## PROBLEM TO WORK ON
Reproduce all of the data below verbatim, line for line.

## THE DATA
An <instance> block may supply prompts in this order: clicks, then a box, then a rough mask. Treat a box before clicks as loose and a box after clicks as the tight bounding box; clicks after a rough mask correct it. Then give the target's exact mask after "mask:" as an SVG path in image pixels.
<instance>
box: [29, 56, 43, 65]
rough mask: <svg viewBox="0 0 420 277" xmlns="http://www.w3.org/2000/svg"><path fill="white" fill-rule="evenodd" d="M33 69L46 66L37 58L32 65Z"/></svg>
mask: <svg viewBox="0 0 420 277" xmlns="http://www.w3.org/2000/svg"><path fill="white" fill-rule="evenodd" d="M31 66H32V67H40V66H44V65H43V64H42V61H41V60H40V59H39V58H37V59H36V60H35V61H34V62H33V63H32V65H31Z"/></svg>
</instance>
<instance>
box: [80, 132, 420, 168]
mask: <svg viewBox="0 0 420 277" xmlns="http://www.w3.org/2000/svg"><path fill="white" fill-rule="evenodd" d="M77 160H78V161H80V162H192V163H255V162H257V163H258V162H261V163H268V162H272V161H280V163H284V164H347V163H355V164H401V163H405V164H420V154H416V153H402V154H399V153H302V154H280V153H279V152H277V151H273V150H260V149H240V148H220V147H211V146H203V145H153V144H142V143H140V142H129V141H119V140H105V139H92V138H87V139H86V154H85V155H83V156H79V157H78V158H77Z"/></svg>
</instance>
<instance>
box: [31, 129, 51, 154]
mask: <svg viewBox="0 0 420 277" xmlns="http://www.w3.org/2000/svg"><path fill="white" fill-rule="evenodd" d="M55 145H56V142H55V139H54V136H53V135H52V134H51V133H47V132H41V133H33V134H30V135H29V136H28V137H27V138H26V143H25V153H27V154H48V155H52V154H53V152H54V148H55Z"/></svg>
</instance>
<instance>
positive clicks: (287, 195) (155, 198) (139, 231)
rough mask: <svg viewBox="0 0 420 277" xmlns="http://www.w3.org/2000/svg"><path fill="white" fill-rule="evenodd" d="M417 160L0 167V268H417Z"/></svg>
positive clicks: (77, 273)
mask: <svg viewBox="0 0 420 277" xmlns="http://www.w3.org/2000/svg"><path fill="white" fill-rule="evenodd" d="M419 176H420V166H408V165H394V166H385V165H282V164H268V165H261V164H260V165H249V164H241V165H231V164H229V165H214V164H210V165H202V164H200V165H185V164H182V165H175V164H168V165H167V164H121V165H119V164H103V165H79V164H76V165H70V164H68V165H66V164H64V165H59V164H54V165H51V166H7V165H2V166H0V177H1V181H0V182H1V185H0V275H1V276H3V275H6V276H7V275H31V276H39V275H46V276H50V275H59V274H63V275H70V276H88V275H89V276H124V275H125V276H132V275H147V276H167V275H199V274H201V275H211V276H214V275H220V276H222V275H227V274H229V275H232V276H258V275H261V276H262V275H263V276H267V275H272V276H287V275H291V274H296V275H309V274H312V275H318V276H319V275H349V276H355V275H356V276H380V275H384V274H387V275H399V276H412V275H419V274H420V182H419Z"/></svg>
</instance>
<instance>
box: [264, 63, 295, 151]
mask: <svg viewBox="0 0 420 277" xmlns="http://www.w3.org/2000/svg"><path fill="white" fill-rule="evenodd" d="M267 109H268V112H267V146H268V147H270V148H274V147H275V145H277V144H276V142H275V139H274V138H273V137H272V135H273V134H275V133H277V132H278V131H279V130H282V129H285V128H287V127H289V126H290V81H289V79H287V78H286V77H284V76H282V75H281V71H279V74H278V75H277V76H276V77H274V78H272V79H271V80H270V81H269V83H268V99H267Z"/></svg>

## WRITTEN SOLUTION
An <instance> block may supply prompts in this order: clicks, then a box, then a rough mask. Treat a box before clicks as loose and a box after clicks as the tight bounding box; clicks after a rough mask correct it. Then give the target's exact mask after "mask:" as an SVG path in image pixels.
<instance>
box: [29, 56, 43, 65]
rough mask: <svg viewBox="0 0 420 277" xmlns="http://www.w3.org/2000/svg"><path fill="white" fill-rule="evenodd" d="M33 69L46 66L37 58L32 65Z"/></svg>
mask: <svg viewBox="0 0 420 277" xmlns="http://www.w3.org/2000/svg"><path fill="white" fill-rule="evenodd" d="M31 66H32V67H40V66H44V65H43V64H42V61H41V60H40V59H39V58H37V59H36V60H35V61H34V62H33V63H32V65H31Z"/></svg>
</instance>
<instance>
box: [80, 132, 420, 168]
mask: <svg viewBox="0 0 420 277" xmlns="http://www.w3.org/2000/svg"><path fill="white" fill-rule="evenodd" d="M77 160H78V161H80V162H192V163H255V162H257V163H258V162H261V163H268V162H272V161H280V163H284V164H347V163H355V164H401V163H405V164H420V154H416V153H402V154H399V153H302V154H280V153H279V152H277V151H273V150H260V149H240V148H220V147H211V146H203V145H153V144H142V143H140V142H129V141H119V140H105V139H92V138H87V139H86V154H85V155H83V156H79V157H78V158H77Z"/></svg>
</instance>
<instance>
box: [31, 129, 51, 154]
mask: <svg viewBox="0 0 420 277" xmlns="http://www.w3.org/2000/svg"><path fill="white" fill-rule="evenodd" d="M55 145H56V142H55V139H54V136H53V135H52V134H51V133H47V132H41V133H33V134H30V135H29V136H28V137H27V138H26V143H25V153H27V154H48V155H52V154H53V152H54V148H55Z"/></svg>
</instance>
<instance>
positive clicks: (287, 195) (155, 198) (139, 231)
rough mask: <svg viewBox="0 0 420 277" xmlns="http://www.w3.org/2000/svg"><path fill="white" fill-rule="evenodd" d="M417 160L0 167V268H417Z"/></svg>
positive clicks: (77, 273)
mask: <svg viewBox="0 0 420 277" xmlns="http://www.w3.org/2000/svg"><path fill="white" fill-rule="evenodd" d="M419 176H420V166H408V165H394V166H385V165H282V164H268V165H261V164H260V165H249V164H241V165H231V164H229V165H214V164H210V165H202V164H200V165H185V164H182V165H175V164H168V165H167V164H121V165H119V164H103V165H79V164H76V165H70V164H68V165H66V164H64V165H59V164H54V165H51V166H7V165H2V166H0V177H1V181H0V182H1V185H0V275H1V276H3V275H6V276H7V275H31V276H39V275H46V276H50V275H59V274H63V275H70V276H88V275H89V276H124V275H125V276H132V275H147V276H167V275H199V274H201V275H211V276H214V275H220V276H222V275H227V274H229V275H232V276H258V275H261V276H262V275H263V276H267V275H272V276H287V275H291V274H296V275H309V274H312V275H318V276H319V275H349V276H355V275H356V276H380V275H384V274H387V275H399V276H412V275H419V274H420V182H419Z"/></svg>
</instance>
<instance>
box: [264, 63, 295, 151]
mask: <svg viewBox="0 0 420 277" xmlns="http://www.w3.org/2000/svg"><path fill="white" fill-rule="evenodd" d="M267 109H268V112H267V146H268V147H270V148H274V147H275V145H277V144H276V142H275V139H274V138H273V137H272V135H273V134H275V133H277V132H278V131H279V130H282V129H285V128H287V127H289V126H290V81H289V79H287V78H286V77H284V76H282V75H281V71H279V74H278V75H277V76H276V77H274V78H272V79H271V80H270V81H269V83H268V99H267Z"/></svg>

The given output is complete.